> **Esercizio A**:
Nel brano citato, a quale pensiero radicale aderiscono tutte le organizzazioni islamiche esaminate dall'inchiesta?

> **Brano citato**:
╭──
Dalla mia inchiesta emerge, ad esempio, che tutte le organizzazioni islamiche, siano esse integraliste - legalitarie come i Fratelli Musulmani, o invece ispirate al pensiero jihadista, che propugna e persegue la guerra santa, hanno in comune l’adesione al pensiero radicale di Hamas e credono nella legittimità delle operazioni suicide e nella legittimità del jihad, inteso come guerra santa contro Israele. Ritengono che i principi, difesi e sostenuti in Italia, della centralità della vita e della necessità di mantenersi nell’ambito di un contesto legalitario e, quindi, di non procedere, ad esempio, alla costituzione di una propria milizia per imporre con le armi la propria ideologia, non valgano nei confronti dello Stato di Israele. Si realizza, come dire, un doppio binario. Si procede alla relativizzazione del principio. Quel che è valido in altre parti del mondo, non vale in Israele, perché nei confronti di Israele esiste il pregiudizio. Israele è una potenza che si è imposta, che è nata in modo illegale e di conseguenza nei suoi confronti è legale quel che non è legale altrove.
╰──
> **Dati forniti**:
╭──
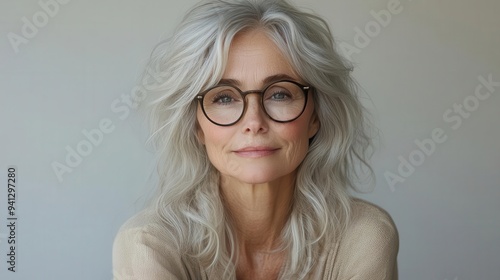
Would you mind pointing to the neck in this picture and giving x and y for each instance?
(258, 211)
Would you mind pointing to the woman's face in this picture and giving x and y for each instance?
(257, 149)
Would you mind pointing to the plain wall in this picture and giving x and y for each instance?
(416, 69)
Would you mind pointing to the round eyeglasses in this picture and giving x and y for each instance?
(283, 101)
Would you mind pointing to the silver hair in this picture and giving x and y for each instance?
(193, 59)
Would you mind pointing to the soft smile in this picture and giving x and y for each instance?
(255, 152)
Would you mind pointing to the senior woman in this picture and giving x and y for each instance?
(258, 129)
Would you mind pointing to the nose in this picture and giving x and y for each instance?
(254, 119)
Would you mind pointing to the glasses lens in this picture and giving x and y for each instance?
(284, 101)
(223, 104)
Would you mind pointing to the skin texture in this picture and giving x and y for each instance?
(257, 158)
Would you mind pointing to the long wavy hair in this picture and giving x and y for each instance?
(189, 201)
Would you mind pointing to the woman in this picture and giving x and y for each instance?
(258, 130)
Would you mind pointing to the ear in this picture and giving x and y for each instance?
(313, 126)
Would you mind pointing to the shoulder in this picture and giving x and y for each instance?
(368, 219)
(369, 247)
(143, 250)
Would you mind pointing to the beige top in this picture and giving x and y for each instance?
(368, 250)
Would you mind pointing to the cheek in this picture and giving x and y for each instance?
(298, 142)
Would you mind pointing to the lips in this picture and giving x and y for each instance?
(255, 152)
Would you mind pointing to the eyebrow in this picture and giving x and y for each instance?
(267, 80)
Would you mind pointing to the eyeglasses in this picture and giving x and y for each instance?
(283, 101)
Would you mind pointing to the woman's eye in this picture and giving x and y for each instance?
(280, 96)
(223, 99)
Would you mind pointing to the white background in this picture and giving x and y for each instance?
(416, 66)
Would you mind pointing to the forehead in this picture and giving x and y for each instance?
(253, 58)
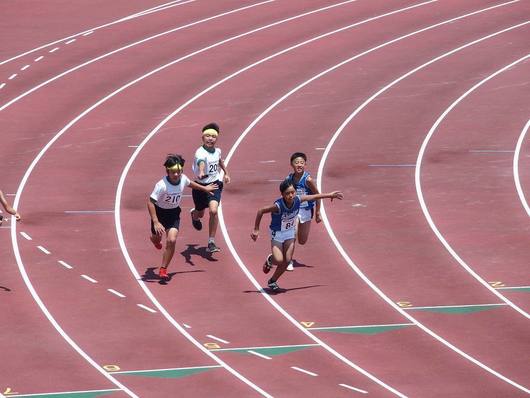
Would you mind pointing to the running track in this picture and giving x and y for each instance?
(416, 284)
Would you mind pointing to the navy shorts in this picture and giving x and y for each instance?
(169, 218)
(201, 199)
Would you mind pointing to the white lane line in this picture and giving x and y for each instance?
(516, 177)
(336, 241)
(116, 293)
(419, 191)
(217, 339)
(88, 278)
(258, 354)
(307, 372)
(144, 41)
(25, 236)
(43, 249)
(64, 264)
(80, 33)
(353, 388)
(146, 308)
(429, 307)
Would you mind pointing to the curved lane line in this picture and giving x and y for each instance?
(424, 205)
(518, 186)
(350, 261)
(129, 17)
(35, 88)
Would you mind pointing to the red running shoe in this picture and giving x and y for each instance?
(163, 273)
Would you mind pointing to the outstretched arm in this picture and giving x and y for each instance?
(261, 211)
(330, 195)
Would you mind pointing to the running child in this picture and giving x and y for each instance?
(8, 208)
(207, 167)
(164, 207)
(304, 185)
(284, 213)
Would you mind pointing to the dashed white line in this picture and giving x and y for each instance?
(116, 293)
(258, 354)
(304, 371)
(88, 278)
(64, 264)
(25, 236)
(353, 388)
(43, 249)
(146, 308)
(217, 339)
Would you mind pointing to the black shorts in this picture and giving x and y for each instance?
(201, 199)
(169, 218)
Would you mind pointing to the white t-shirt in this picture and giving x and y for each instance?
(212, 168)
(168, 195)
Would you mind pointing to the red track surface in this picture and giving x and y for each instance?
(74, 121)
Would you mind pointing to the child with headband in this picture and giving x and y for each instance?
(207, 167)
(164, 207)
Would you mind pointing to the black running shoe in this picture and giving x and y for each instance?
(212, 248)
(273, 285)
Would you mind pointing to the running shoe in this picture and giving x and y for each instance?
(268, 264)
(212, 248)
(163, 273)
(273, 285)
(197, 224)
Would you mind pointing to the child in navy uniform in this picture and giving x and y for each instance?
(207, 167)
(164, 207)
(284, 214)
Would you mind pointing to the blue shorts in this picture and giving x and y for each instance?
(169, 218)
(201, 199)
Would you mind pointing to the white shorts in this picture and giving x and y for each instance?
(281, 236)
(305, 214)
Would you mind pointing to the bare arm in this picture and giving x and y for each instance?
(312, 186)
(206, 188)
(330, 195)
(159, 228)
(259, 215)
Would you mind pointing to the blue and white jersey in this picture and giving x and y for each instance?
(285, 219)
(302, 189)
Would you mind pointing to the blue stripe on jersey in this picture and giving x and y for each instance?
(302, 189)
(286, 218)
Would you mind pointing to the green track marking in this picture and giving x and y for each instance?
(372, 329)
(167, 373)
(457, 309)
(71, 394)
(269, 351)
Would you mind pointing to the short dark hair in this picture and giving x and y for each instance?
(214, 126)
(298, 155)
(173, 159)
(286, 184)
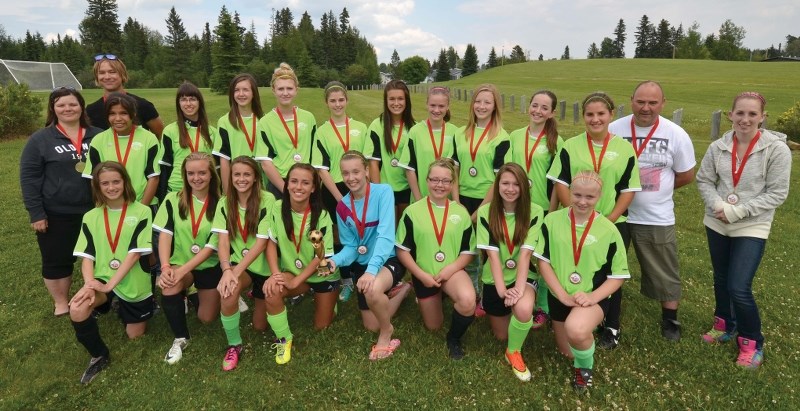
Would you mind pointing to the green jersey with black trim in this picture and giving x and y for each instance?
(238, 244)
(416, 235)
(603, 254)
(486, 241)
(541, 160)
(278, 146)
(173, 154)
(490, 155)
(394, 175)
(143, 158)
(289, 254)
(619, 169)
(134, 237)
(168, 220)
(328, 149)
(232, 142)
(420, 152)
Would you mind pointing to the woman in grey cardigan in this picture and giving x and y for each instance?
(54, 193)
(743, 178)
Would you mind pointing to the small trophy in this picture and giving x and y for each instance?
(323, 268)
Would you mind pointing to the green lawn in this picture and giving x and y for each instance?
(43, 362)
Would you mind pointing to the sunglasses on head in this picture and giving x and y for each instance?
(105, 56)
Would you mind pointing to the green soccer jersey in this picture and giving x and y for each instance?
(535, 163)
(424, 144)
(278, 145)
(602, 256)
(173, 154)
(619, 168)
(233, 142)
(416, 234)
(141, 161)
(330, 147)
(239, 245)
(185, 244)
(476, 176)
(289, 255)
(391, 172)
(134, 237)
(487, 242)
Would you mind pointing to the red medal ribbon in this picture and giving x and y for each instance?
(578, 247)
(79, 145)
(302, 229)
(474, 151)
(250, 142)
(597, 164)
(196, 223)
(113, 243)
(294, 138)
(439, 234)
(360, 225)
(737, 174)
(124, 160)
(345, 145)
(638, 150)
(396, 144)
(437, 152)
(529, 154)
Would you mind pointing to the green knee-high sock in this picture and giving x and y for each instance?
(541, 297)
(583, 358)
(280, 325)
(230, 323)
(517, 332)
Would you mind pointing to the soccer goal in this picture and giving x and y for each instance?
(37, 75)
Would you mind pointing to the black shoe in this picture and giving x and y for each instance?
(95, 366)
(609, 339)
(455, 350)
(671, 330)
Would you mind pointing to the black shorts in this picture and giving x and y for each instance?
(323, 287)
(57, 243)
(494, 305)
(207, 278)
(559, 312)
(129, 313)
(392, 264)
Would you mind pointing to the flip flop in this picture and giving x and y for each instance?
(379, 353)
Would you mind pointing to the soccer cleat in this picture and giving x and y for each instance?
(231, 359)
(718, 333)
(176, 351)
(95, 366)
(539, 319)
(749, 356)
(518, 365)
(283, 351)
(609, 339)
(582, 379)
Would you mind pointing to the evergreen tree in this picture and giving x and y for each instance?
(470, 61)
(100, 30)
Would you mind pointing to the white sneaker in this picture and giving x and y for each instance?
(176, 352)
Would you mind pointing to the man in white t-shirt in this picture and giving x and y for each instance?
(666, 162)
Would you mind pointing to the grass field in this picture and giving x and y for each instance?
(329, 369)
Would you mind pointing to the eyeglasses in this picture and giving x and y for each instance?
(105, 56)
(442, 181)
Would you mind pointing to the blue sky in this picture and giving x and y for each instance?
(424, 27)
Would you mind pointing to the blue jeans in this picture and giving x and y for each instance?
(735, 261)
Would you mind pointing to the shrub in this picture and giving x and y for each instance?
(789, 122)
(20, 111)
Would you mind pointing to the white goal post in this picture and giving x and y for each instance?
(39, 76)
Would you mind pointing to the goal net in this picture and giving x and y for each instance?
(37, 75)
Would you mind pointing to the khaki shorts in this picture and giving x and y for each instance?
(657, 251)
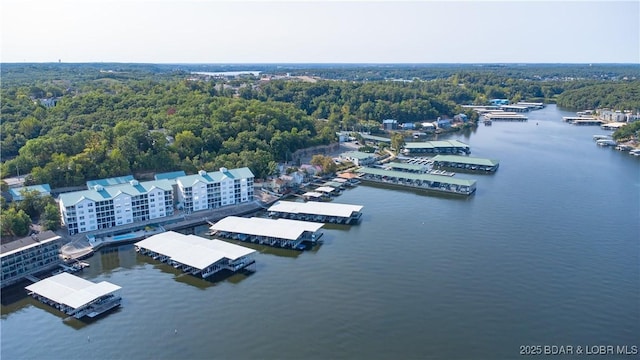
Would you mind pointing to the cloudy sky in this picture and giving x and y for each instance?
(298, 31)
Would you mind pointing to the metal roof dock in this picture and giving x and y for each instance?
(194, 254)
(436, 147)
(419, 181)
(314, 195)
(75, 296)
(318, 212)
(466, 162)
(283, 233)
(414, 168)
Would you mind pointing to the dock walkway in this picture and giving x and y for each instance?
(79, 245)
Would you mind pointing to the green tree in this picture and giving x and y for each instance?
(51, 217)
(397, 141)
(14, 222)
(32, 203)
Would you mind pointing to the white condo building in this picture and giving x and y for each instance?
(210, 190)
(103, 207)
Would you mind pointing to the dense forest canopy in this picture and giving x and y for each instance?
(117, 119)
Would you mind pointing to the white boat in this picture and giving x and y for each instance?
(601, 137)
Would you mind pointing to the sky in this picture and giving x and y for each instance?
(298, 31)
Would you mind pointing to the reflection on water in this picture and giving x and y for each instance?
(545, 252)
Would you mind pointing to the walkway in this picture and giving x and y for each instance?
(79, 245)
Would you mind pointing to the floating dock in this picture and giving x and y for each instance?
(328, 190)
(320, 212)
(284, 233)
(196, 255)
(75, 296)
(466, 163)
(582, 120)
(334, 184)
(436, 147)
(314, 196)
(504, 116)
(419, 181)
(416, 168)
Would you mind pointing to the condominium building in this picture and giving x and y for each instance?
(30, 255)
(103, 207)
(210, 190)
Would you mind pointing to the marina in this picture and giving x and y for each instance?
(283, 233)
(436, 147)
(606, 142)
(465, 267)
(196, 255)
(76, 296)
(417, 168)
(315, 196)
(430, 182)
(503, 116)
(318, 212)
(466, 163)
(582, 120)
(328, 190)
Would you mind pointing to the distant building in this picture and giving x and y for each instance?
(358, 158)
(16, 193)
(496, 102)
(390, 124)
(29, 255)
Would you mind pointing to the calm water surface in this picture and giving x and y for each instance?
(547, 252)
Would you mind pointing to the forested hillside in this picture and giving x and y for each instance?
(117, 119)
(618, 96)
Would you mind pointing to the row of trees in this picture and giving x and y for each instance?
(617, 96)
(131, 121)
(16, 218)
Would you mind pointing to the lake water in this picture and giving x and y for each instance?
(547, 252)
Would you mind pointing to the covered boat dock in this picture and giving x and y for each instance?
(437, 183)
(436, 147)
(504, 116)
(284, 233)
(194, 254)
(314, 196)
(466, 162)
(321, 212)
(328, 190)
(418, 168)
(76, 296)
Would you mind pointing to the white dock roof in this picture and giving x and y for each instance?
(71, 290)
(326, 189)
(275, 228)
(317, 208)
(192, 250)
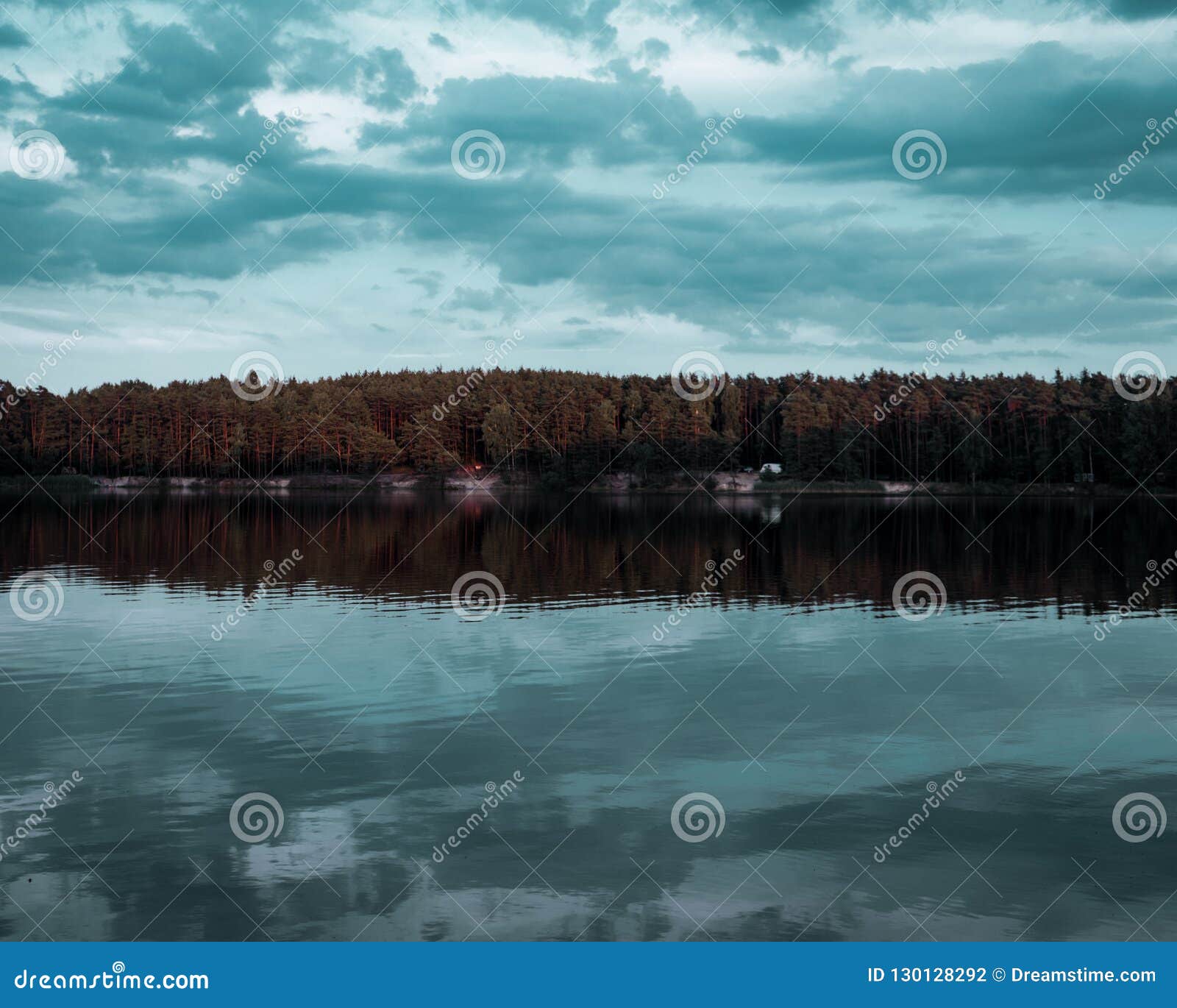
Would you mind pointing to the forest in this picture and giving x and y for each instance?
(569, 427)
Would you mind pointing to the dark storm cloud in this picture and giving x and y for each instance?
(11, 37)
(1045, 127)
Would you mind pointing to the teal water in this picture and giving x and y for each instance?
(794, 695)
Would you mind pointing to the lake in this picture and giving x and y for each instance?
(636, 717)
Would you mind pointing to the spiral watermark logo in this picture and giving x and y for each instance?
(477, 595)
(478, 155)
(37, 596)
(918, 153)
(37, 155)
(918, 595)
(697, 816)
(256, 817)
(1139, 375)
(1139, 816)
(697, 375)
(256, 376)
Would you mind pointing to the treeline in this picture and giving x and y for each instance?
╰──
> **Esercizio B**:
Individua nei record ogni riga che contiene la parola "goal" e ricopiala.

> **Soluzione scritta A**:
Al pensiero radicale di Hamas.

> **Soluzione scritta B**:
Would you mind pointing to the soccer goal in this picture and giving x and y for each instance?
Would you mind pointing to the white goal post in this picture and giving x and y for each instance?
Would you mind pointing to the goal net in this picture and giving x and y for each instance?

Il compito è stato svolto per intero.